All lines from the one holding "Find the zipper" down to the last line of the entries are to be reproduced exactly, with no other lines.

++++++++++

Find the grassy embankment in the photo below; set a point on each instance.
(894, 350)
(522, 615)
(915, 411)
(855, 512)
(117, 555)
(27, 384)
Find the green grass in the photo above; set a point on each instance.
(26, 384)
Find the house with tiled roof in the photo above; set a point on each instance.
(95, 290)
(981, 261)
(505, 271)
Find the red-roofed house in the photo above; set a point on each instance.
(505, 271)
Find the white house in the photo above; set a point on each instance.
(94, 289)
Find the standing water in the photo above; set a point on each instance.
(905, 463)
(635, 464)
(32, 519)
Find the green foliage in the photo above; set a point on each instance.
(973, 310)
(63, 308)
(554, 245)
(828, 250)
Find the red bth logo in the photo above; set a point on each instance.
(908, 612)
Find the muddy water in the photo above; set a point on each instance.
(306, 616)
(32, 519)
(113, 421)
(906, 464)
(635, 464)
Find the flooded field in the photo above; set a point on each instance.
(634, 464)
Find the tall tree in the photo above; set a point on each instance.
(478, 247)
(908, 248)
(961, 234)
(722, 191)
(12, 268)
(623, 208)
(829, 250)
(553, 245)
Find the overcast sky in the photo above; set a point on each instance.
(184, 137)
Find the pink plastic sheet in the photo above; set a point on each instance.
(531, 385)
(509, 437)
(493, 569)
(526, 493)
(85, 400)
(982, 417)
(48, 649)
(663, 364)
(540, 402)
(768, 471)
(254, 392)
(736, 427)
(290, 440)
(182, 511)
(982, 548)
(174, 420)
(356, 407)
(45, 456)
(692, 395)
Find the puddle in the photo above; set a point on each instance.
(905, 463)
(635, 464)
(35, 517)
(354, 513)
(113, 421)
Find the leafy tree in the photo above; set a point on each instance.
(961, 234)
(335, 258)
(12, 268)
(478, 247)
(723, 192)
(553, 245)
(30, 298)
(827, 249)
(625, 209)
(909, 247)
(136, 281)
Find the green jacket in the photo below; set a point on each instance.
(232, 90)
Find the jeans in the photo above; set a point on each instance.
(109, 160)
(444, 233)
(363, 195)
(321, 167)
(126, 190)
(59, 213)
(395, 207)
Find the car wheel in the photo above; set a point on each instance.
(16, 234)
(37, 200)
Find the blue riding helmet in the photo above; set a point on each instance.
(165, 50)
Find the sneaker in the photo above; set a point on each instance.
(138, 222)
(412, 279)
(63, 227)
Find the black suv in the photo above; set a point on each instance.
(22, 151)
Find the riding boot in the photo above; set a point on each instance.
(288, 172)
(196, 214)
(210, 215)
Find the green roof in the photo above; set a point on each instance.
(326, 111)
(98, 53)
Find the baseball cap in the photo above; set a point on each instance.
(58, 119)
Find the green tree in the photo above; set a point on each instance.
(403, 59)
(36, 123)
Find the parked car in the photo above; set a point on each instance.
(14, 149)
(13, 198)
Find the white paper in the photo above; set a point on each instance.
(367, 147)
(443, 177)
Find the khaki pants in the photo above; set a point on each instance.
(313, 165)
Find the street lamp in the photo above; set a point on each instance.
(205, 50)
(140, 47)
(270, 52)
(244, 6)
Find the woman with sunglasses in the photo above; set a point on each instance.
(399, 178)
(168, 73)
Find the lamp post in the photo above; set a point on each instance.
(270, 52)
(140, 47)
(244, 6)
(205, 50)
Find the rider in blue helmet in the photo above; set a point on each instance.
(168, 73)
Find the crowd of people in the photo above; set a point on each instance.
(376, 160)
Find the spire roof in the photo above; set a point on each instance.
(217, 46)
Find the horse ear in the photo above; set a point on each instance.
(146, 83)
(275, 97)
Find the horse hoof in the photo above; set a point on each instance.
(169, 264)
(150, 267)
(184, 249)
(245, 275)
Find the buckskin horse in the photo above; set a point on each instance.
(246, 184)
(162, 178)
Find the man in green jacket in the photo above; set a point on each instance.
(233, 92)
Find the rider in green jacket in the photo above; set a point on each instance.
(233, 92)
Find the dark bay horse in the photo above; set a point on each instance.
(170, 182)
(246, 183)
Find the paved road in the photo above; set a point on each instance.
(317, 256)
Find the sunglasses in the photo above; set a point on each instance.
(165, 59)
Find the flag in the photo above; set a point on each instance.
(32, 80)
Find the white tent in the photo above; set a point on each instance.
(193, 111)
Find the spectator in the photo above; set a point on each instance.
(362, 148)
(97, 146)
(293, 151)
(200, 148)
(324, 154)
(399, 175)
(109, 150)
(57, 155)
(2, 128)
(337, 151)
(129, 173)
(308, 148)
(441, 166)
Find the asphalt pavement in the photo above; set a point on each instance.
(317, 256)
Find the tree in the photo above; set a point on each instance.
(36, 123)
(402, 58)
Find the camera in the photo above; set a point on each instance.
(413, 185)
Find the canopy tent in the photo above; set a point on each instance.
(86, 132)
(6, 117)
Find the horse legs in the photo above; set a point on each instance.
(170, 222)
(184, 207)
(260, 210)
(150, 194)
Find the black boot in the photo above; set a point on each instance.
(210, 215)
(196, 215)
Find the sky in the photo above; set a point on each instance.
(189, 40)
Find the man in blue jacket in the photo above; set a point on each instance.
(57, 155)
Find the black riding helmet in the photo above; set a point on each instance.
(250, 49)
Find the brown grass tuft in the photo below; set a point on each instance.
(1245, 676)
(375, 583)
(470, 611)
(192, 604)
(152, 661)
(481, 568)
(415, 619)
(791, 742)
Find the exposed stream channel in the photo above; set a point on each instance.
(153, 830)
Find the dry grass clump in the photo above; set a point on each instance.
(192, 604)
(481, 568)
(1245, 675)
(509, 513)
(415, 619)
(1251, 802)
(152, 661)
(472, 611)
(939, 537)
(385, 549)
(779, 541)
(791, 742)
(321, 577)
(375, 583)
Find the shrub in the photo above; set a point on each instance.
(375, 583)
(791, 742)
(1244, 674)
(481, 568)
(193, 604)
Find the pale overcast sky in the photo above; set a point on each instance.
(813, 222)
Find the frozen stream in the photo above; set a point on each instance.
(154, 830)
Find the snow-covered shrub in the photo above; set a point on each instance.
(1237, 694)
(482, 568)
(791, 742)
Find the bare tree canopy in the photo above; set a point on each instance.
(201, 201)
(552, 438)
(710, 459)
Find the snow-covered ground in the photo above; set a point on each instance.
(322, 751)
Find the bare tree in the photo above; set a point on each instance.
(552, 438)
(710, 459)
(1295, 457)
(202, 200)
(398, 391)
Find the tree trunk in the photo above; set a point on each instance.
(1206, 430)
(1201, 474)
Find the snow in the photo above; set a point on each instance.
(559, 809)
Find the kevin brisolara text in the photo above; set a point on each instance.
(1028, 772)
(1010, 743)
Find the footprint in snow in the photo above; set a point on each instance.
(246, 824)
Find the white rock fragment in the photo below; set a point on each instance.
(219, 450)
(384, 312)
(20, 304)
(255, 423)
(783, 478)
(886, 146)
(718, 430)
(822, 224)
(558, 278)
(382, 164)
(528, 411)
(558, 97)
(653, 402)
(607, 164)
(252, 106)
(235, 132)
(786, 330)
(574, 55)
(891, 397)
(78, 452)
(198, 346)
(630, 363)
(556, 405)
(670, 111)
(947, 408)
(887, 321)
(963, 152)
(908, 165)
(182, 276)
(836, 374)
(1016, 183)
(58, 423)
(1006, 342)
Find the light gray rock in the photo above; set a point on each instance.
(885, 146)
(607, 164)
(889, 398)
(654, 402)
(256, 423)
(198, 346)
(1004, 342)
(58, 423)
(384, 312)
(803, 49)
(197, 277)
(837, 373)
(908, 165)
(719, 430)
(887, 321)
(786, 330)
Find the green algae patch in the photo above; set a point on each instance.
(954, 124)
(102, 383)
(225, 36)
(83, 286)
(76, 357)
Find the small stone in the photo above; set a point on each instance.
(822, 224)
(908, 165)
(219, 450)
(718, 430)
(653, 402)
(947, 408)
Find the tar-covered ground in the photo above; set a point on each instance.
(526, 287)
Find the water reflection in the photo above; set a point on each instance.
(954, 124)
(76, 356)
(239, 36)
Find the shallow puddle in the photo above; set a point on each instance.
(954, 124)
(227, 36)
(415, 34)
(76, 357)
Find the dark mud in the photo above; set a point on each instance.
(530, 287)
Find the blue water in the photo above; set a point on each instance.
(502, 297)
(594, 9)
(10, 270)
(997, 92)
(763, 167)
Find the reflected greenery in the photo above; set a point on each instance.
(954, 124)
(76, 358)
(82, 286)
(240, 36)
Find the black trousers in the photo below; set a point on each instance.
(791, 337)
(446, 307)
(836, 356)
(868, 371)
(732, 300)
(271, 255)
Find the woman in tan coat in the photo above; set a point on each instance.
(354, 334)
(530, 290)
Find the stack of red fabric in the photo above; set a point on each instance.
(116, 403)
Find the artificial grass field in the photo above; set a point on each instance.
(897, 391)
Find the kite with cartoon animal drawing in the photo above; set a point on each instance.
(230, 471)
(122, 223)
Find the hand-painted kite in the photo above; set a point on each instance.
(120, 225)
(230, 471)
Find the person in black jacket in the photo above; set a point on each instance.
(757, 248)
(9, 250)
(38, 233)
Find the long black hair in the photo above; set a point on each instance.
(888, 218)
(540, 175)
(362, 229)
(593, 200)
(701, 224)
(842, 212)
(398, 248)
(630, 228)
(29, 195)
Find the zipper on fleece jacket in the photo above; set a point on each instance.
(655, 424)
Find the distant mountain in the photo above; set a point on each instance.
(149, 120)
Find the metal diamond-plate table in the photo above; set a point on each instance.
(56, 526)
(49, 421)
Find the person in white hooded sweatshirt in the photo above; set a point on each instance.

++++++++++

▶ **RESPONSE FOR THIS EXERCISE**:
Find the zipper on fleece jacket in the photo above; set a point on each instance.
(655, 424)
Find the distant mountain in the photo above; set a point on each instance.
(149, 120)
Find the metal diamond-plate table in the photo above; set a point on each instance.
(56, 526)
(49, 421)
Find the person in white hooded sweatshirt in the photo above; set a point on each instance.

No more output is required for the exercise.